THE TASK :: Output the records exactly, and drop each picture.

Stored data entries
=-=-=-=-=

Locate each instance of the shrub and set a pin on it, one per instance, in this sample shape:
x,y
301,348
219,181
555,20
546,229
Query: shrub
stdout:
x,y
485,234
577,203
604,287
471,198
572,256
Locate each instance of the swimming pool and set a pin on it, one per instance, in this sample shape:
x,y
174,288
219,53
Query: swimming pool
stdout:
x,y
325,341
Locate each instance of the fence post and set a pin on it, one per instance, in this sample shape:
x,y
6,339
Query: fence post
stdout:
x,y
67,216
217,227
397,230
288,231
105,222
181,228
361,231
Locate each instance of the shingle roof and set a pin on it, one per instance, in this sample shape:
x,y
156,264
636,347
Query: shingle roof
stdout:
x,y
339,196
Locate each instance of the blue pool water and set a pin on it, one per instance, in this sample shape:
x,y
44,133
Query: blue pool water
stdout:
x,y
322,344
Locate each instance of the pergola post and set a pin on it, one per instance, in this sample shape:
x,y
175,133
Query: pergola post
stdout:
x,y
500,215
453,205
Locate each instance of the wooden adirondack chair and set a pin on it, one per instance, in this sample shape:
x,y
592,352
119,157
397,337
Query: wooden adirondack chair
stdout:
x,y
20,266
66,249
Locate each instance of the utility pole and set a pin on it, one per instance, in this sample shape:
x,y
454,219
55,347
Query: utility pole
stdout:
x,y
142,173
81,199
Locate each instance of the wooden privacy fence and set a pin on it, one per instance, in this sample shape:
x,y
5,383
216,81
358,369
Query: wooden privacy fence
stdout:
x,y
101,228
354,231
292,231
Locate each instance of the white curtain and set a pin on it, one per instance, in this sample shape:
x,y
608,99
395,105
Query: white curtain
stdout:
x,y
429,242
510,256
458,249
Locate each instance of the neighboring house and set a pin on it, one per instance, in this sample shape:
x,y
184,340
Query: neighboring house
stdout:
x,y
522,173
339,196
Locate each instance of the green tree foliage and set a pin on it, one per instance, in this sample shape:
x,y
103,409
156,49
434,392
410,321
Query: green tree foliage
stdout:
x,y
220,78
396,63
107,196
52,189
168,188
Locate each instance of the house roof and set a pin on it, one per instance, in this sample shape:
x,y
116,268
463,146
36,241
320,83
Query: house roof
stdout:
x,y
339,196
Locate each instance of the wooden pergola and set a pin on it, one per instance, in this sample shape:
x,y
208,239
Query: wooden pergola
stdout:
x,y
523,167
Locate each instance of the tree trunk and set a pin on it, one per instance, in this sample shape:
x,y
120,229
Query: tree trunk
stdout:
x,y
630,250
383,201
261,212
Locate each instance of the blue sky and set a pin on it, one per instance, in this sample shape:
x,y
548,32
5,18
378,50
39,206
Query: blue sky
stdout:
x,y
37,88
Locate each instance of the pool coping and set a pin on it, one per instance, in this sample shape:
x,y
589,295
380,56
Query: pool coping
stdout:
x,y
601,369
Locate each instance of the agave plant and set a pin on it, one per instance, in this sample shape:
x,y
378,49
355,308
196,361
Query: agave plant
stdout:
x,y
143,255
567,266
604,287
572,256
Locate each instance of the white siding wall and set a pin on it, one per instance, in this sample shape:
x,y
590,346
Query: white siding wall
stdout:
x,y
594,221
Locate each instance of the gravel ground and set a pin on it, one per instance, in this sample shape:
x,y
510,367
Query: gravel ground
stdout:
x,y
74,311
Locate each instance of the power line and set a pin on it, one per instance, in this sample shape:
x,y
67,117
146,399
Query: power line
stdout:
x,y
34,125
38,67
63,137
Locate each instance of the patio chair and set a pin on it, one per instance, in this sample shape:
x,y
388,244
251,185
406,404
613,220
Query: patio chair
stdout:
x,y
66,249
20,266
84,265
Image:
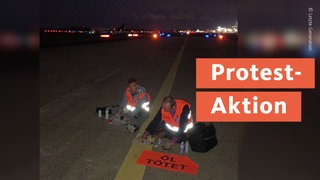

=-=-=-=-=

THE COMPLETED TASK ::
Locate each instance of the shrub and set a pin on it, one per instance, in this sample shape:
x,y
301,348
219,181
555,20
546,229
Query: shrub
stdout:
x,y
485,234
577,203
604,287
471,198
572,256
Locate each instance of the swimming pool and set a pin on it, one per instance, in this sample shape:
x,y
174,288
219,53
Query: swimming pool
stdout:
x,y
325,341
Locate each instance of the fence post and set a pin on it, one per instance, in this sample shape:
x,y
6,339
Query: fence post
stdout:
x,y
67,216
217,227
397,230
288,231
105,222
181,228
361,231
Locate each instance of the shingle roof and set a pin on it, one per instance, in this sample shape:
x,y
156,264
636,347
Query: shingle roof
stdout:
x,y
339,196
Locate each instance of the blue pool water and set a pin on it, one per instance, in this sample shape:
x,y
44,133
Query: blue pool water
stdout:
x,y
322,344
Locate each instance of the pergola post and set a pin on it, one per instance, in this sample shape:
x,y
175,133
Query: pergola post
stdout:
x,y
500,215
453,205
Locate each instance of the wooden adirondack chair and set a pin on it, one per instance, in this sample shape:
x,y
592,352
119,157
397,337
Query: wooden adirondack chair
stdout:
x,y
20,266
66,249
Locate each instance of the utility pole and set a pin on it, one per instance, in this sample shape:
x,y
454,219
55,347
Query: utility pole
stdout:
x,y
142,173
81,199
Locate each instance of the wooden privacy fence and set a pin on it, one per instance, in this sample shape:
x,y
5,383
216,81
358,369
Query: wooden privacy fence
stdout:
x,y
101,228
354,231
292,231
Locate each instance of the white curtain and set a pin on it, one per instance, in this sample shape:
x,y
608,99
395,105
Query: white curtain
stdout:
x,y
429,242
510,256
458,249
Locate each instance of the neighboring house and set a pin on it, one per instance, in this sample shape:
x,y
184,340
Query: neighboring house
stdout:
x,y
522,173
339,196
Locate each instance of the green tree foliage and set a pin on it, one per instance, in this sample shape:
x,y
103,409
156,49
434,392
410,321
Query: green tree foliage
stdout:
x,y
220,78
396,63
107,196
52,189
168,188
Locate each instance of the house roof and set a pin on it, one per instance, in this sample shape:
x,y
116,268
463,146
36,241
320,83
Query: house roof
stdout:
x,y
339,196
Locate each instance of the wooden pergola and set a pin on it, one per instance, in this sample shape:
x,y
208,239
Query: wooden pergola
stdout:
x,y
523,167
Locate each instance of the tree trunk and set a pin on it, one per instance, in this sample shape:
x,y
120,229
Query: tree trunk
stdout:
x,y
630,250
383,201
261,212
Locate each instance of the blue sky and set a pin on it, one per instance, in this sample shape:
x,y
548,32
5,18
378,50
39,206
Query: blue sky
stdout:
x,y
37,88
Locate each instance of the pool coping and set a pin on it, one per instance, in this sample shape:
x,y
589,295
380,56
Query: pool coping
stdout:
x,y
601,369
Locate each instance of the agave plant and set a pin on it, one per instance, in this sample shape:
x,y
378,49
355,308
196,361
Query: agave plant
stdout:
x,y
143,255
567,266
604,287
572,256
Locate each instance of the white siding wall and set a pin on it, one per instance, in this sample shape:
x,y
590,346
Query: white siding wall
stdout:
x,y
594,221
Locate each instance of the gravel ground and set a pin on it, one per instance, in this sample shape:
x,y
510,367
Query: gravel ground
stdout:
x,y
74,311
Locate each instance of the power line and set a pin on it, one per instance, in this sample shape:
x,y
67,117
146,399
Query: power line
stdout:
x,y
34,125
38,67
63,137
Locate each instance of the patio chair and set a pin on it, one per instance, in this sample shape:
x,y
388,244
251,185
406,404
613,220
Query: patio chair
stdout:
x,y
66,249
20,266
84,265
Image:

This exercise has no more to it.